-- TASK ITEM --
Listed below are entries; give the number of lines among them that include "would", and only that number.
-------- DATA RECORDS
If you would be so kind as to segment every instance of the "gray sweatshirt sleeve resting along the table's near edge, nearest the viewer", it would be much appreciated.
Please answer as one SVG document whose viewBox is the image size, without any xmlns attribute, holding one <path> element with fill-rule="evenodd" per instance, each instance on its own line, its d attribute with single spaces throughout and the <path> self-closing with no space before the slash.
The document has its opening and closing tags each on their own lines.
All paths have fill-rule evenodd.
----------------
-------- DATA RECORDS
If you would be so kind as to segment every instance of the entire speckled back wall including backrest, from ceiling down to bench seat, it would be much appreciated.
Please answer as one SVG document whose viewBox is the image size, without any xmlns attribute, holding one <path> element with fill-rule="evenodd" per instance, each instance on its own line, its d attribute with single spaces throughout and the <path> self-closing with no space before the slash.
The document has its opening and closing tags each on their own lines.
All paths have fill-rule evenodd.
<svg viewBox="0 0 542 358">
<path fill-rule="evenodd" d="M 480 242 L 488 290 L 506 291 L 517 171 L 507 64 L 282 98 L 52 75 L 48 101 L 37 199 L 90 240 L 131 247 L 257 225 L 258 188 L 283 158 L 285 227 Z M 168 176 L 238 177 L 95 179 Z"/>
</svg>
----------------
-------- DATA RECORDS
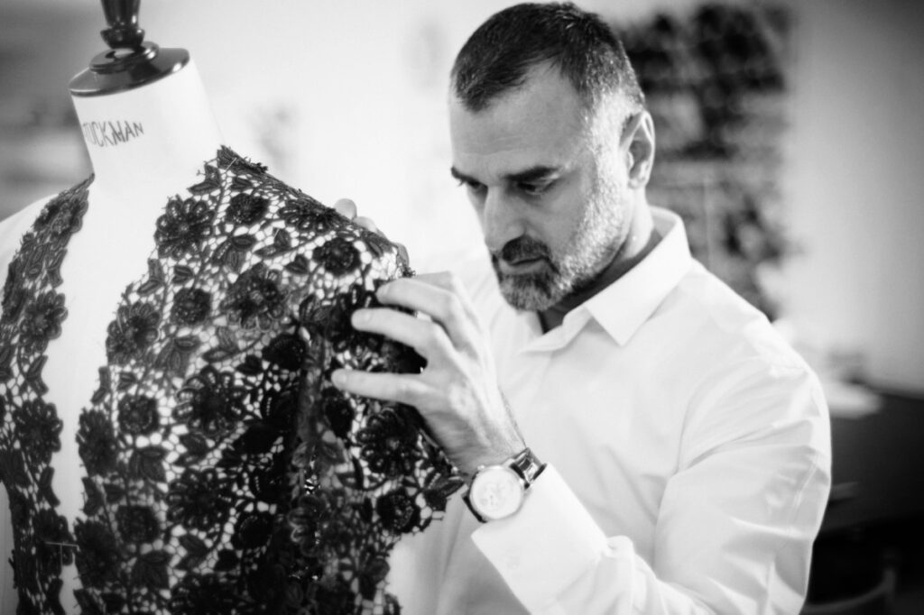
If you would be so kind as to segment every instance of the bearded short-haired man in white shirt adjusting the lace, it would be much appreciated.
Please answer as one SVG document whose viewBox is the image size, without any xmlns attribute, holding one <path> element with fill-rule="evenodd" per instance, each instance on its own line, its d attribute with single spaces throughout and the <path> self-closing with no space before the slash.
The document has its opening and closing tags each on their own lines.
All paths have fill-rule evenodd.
----------------
-- EXERCISE RESPONSE --
3